OBJECTIVE
Copy every line of the items below, with no changes at all.

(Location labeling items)
*****
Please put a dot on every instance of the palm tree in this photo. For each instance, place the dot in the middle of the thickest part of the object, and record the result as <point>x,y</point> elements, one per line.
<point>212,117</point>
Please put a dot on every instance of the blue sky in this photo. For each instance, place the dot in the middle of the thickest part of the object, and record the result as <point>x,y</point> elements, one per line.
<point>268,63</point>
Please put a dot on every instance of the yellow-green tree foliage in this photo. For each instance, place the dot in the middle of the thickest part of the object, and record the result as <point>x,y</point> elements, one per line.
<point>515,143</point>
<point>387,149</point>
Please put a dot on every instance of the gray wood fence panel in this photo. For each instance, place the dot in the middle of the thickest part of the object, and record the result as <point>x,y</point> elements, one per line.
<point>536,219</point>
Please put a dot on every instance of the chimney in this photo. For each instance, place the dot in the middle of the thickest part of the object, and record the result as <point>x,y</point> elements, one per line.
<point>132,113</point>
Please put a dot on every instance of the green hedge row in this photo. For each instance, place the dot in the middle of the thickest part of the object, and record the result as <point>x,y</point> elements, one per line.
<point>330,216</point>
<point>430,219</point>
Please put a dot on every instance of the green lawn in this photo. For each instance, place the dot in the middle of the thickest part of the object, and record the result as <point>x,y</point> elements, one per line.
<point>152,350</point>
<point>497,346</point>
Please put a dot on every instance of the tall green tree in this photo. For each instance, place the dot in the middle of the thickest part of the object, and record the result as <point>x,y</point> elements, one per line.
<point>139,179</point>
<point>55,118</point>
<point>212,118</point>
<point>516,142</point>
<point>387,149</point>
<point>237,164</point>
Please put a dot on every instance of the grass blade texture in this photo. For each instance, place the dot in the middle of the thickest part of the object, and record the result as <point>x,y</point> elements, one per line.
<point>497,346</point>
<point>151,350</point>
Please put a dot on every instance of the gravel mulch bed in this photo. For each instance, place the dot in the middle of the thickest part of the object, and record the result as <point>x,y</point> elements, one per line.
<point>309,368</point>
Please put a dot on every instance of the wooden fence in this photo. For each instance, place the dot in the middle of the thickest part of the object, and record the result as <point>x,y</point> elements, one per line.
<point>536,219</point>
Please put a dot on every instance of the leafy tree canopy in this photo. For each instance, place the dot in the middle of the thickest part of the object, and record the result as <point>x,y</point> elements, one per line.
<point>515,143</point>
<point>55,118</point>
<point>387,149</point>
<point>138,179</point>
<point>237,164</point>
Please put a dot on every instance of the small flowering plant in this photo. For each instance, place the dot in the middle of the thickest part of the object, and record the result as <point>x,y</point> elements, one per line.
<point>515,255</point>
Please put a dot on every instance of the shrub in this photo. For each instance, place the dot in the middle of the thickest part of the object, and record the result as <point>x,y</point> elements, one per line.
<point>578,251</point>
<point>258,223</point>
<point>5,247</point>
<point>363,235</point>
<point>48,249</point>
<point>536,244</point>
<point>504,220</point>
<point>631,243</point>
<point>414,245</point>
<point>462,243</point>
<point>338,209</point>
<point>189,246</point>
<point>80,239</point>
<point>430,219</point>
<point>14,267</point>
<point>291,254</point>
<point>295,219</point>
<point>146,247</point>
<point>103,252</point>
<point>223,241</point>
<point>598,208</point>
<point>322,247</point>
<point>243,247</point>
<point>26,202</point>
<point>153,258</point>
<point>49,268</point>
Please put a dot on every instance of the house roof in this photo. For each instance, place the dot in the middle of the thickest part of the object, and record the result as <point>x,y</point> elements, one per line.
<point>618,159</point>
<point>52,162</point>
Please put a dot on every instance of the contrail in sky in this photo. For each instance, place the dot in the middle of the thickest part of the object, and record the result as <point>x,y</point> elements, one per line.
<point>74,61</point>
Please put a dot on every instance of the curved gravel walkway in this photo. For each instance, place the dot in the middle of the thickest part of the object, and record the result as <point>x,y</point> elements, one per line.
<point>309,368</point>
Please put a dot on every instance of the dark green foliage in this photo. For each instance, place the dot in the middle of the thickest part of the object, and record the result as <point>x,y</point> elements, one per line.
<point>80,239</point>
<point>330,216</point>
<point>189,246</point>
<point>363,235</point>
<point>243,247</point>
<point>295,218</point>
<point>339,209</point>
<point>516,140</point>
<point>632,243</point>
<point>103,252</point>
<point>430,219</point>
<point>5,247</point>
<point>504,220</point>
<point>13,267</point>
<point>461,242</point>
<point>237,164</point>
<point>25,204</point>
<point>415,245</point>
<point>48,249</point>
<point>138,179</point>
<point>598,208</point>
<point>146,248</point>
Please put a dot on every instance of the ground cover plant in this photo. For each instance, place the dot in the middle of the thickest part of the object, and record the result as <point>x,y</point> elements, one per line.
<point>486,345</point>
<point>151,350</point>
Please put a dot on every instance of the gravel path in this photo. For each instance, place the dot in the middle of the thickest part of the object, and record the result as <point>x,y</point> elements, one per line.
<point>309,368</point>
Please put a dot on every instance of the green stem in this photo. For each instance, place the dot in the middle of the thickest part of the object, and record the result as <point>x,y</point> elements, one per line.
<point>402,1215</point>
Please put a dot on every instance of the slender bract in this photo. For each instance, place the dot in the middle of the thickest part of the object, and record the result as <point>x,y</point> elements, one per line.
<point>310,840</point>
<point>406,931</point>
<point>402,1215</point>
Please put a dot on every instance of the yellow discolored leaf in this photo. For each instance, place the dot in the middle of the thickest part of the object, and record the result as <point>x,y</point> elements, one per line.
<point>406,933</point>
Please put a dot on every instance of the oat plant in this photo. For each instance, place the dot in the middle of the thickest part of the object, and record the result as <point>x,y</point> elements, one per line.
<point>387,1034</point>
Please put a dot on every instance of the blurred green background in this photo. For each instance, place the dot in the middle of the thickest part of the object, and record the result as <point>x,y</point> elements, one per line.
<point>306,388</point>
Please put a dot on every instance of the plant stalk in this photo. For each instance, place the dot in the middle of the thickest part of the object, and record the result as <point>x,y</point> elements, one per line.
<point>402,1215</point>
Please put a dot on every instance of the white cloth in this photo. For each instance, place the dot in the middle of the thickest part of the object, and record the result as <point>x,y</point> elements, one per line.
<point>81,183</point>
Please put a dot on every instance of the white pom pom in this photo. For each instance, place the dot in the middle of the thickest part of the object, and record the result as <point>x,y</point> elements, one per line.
*****
TASK ANSWER
Please put a dot on every instance of the palm tree in this photo. For each instance, place the dot in the middle of the thickest part of the object, and record the result as <point>x,y</point> elements, one per line.
<point>212,117</point>
Please put a dot on every instance of the blue sky in this photo. For each instance, place the dot in the middle of the thickest part of the object, and record the result as <point>x,y</point> elements, one per line.
<point>268,63</point>
Please put a dot on every instance of the yellow-green tree foliage in this photo. For each instance, place the dot in the middle of the thickest part of the object, and record the result as <point>x,y</point> elements, one per line.
<point>515,143</point>
<point>387,149</point>
Please put a dot on every instance of the gray wood fence panel in this photo. For each instance, place the dot in the middle of the thickest part of the object, and record the result as <point>x,y</point> elements, one per line.
<point>536,219</point>
Please put a dot on every instance of the chimney in this photo. For each instance, place the dot in the middle of the thickest part of the object, and record the result as <point>x,y</point> elements, one per line.
<point>132,113</point>
Please put a dot on every instance of the green hedge row in this photo. For each instance, place the dot in the middle of the thickest part of the object, and record the result as <point>x,y</point> elements, one per line.
<point>330,216</point>
<point>430,219</point>
Please put a dot on every instance of the green lawn in this photo. For each instance, place the dot in the middle of the thickest part of the object, and record the result as <point>x,y</point> elements, one per line.
<point>152,350</point>
<point>497,346</point>
Please put a dot on every instance of the tall green tree in this photo. For each instance, place the dot in the middle of the thickest part of the object, and record the result as <point>x,y</point> elements, one per line.
<point>139,179</point>
<point>55,118</point>
<point>212,118</point>
<point>516,142</point>
<point>387,149</point>
<point>237,164</point>
Please put a dot on every instance of the grass blade texture in this photo. For each instance, place the dot in the middle of the thickest part of the object, and record the result as <point>x,y</point> elements, one per line.
<point>497,346</point>
<point>151,350</point>
Please put a dot on every instance of the gravel mulch bed in this photo. For each instance, place the dot in the middle of the thickest part of the object, and record the result as <point>x,y</point> elements, one per line.
<point>309,368</point>
Please put a dot on every instance of the wooden fence in this photo. For each instance, place the dot in the middle of the thickest part of the object, and record the result as <point>x,y</point> elements, one per line.
<point>536,219</point>
Please put a dot on every instance of the leafy tree canopy in this photo. For each instance, place the dot in the middle of the thickest part of the object, and record the result as <point>x,y</point> elements, one per line.
<point>515,143</point>
<point>55,118</point>
<point>387,149</point>
<point>138,179</point>
<point>237,164</point>
Please put a dot on every instance of the small flowering plant in this photo. For each instance, place the dot in the middle of the thickest part of the object, and record the result as <point>x,y</point> elements, one per line.
<point>515,255</point>
Please put a dot on every instance of the shrub in this photo. For each instance, place the dot in the middle of the thickest part of the object, and record the result as <point>x,y</point> elements, one per line.
<point>578,251</point>
<point>258,223</point>
<point>5,247</point>
<point>363,235</point>
<point>48,249</point>
<point>536,244</point>
<point>504,220</point>
<point>631,243</point>
<point>414,245</point>
<point>462,243</point>
<point>338,209</point>
<point>189,246</point>
<point>80,239</point>
<point>430,219</point>
<point>14,267</point>
<point>291,254</point>
<point>295,219</point>
<point>146,247</point>
<point>103,252</point>
<point>223,241</point>
<point>598,208</point>
<point>322,247</point>
<point>243,247</point>
<point>26,202</point>
<point>153,258</point>
<point>49,268</point>
Please put a dot on every instance of the house roof in this photo. For each instance, place the dot in the middle of the thickest part of the object, and record the result as <point>x,y</point> elements, one per line.
<point>618,159</point>
<point>52,162</point>
Please put a dot on every instance of the contrail in sky in this photo. For each instance, place the dot in the middle of the thickest part of the object, and record the result as <point>x,y</point> elements, one per line.
<point>74,61</point>
Please put a dot on every instance of the curved gravel walkway in this photo. For each instance, place the dot in the middle of the thickest part of the object, and record the result as <point>x,y</point> elements, one per line.
<point>309,368</point>
Please put a dot on every instance of the dark green foliage in this photo. For each instance, place the dot in the middle of the thickest part of the object, and record the result as <point>x,y</point> elements, one per line.
<point>80,239</point>
<point>330,216</point>
<point>189,246</point>
<point>363,235</point>
<point>243,247</point>
<point>295,218</point>
<point>339,209</point>
<point>516,140</point>
<point>632,243</point>
<point>103,252</point>
<point>430,219</point>
<point>5,247</point>
<point>504,220</point>
<point>13,267</point>
<point>461,242</point>
<point>237,164</point>
<point>25,204</point>
<point>415,245</point>
<point>48,249</point>
<point>138,179</point>
<point>598,208</point>
<point>146,248</point>
Please put a dot on every instance of the ground cover plant in this photo. For each instance, place the dot in the middle of the thickest part of the object, and record the result as <point>x,y</point> elements, one per line.
<point>486,345</point>
<point>151,350</point>
Please put a dot on every instance of the gravel path in this photo. For each instance, place the dot in the middle of the thickest part of the object, and record the result as <point>x,y</point> elements, one per line.
<point>309,368</point>
Please put a dot on every instance of the green stem in this photo. For each instance, place the dot in the middle of the thickest part of the object, and record the result as <point>x,y</point> elements, one per line.
<point>402,1215</point>
Please put a dot on every instance of the slender bract in this photo. For each instance, place the dot in the middle of the thickest part of the object, and record the result as <point>x,y</point> elements, one per line.
<point>310,840</point>
<point>406,931</point>
<point>402,1215</point>
Please put a dot on every instance of the yellow discolored leaf in this photo. For each instance, place the dot in the middle of the thickest part of the object, and record the result as <point>x,y</point> elements, one per line.
<point>406,933</point>
Please put a dot on every instance of the oat plant in this photo. For each instance, place the dot in the middle of the thickest part of the object, and record the result as <point>x,y</point> elements, one per line.
<point>387,1034</point>
Please put a dot on every instance of the blurred green background in this photo. For each instance, place the dot in the middle of the thickest part of the object, and record the result as <point>x,y</point> elements, one per line.
<point>306,388</point>
Please put a dot on every instance of the plant stalk in this photo. For each instance, place the dot in the middle of the thickest part of the object, and record the result as <point>x,y</point> elements, one per line.
<point>402,1215</point>
Please put a dot on every instance of the white cloth in this photo. For each instance, place the dot in the middle of the thickest part of the object, and record the result as <point>x,y</point> elements, one per line.
<point>81,183</point>
Please put a dot on every instance of the white pom pom in this photo. For each instance, place the dot in the middle of the thickest part of the object, and record the result as <point>x,y</point> elements, one per line.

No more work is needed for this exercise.